**Exercise instructions:** Copy out the items below word for word, starting at the line that contains "Find the green signboard" and continuing through the last line, both ends included.

Some records
* * * * *
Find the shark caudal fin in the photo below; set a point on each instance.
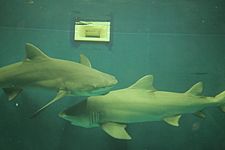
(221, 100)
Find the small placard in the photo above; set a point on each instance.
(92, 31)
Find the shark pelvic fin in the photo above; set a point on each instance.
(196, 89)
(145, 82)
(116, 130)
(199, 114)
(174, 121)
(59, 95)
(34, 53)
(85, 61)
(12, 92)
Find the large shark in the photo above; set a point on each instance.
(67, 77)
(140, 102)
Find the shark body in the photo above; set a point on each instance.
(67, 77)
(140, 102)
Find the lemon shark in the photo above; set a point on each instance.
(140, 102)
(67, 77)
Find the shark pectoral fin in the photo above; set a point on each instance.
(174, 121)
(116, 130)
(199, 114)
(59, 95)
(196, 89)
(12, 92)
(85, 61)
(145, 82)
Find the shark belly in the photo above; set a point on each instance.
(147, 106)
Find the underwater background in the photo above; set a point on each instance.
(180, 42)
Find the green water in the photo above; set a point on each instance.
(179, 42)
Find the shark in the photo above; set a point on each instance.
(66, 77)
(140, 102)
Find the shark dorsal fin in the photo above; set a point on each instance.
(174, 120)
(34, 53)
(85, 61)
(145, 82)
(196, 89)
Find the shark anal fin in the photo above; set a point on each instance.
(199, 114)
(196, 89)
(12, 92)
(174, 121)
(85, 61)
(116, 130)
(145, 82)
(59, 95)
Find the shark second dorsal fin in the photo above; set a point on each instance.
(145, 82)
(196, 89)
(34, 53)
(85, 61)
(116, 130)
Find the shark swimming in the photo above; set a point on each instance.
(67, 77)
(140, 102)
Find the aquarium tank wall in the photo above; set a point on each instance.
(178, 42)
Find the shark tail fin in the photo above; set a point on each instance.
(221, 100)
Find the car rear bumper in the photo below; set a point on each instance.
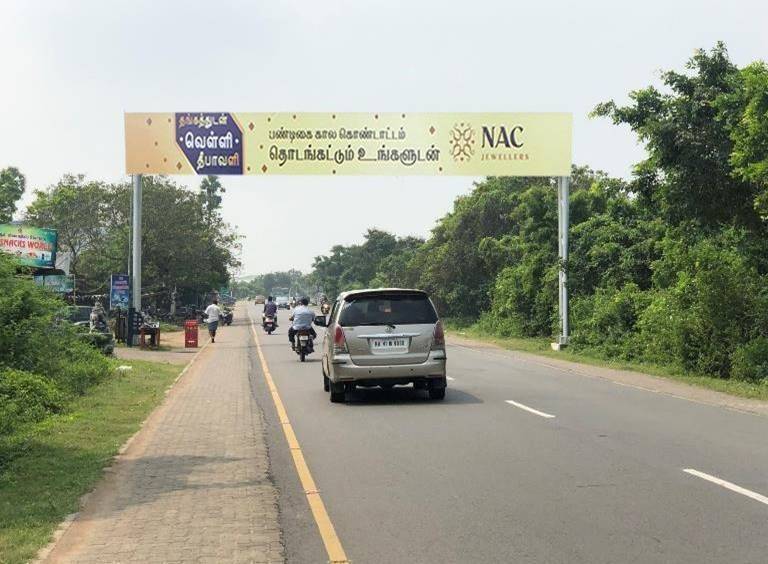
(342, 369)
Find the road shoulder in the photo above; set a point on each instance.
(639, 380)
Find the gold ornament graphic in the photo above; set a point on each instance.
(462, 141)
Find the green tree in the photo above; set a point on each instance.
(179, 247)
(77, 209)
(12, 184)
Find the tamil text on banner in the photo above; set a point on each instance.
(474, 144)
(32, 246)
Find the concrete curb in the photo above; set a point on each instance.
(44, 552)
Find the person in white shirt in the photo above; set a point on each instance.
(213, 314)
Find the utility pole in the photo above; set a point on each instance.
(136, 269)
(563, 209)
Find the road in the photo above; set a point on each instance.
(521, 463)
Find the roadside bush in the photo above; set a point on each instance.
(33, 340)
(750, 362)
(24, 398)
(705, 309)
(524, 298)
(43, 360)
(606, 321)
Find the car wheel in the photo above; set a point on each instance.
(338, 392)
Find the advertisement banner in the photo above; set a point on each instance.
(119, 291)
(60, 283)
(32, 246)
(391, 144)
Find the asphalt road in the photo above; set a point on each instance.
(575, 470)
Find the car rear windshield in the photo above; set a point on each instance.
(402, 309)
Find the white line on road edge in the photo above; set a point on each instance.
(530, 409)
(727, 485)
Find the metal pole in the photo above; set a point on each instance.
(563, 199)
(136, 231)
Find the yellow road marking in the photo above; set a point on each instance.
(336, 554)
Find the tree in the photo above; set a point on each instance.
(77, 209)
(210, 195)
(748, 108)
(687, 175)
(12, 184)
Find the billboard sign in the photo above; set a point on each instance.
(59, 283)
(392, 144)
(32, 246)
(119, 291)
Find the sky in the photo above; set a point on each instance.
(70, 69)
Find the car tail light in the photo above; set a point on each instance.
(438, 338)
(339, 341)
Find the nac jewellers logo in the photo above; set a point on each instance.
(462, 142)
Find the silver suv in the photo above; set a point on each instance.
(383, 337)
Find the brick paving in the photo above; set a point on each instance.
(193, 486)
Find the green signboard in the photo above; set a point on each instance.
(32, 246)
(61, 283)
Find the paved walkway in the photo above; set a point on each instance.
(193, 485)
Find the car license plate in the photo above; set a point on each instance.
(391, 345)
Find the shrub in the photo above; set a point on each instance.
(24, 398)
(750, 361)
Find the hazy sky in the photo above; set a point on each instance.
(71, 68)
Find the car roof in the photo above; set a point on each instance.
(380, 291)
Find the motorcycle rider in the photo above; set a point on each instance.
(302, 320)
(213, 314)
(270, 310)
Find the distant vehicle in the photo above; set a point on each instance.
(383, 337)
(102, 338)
* * * * *
**Reply to the exercise:**
Find the green signboard in the photo above; set a point on each instance.
(32, 246)
(61, 283)
Find the paved walkway in the photo above; set a point on each instance.
(193, 485)
Find the car license plate in the photo above; set a point on each instance.
(391, 345)
Find the shrub in the photo above; set a point on each instance.
(24, 398)
(750, 361)
Find the hazy sky in the photo above; set a point on each instance.
(71, 68)
Find the car roof in the photo above; set a point on each instance.
(380, 291)
Find the motorcycle rider in the photo above; set a point on each instance.
(302, 320)
(213, 314)
(270, 310)
Find the distant vehicle in the photo above; set a point on each instance.
(383, 337)
(102, 338)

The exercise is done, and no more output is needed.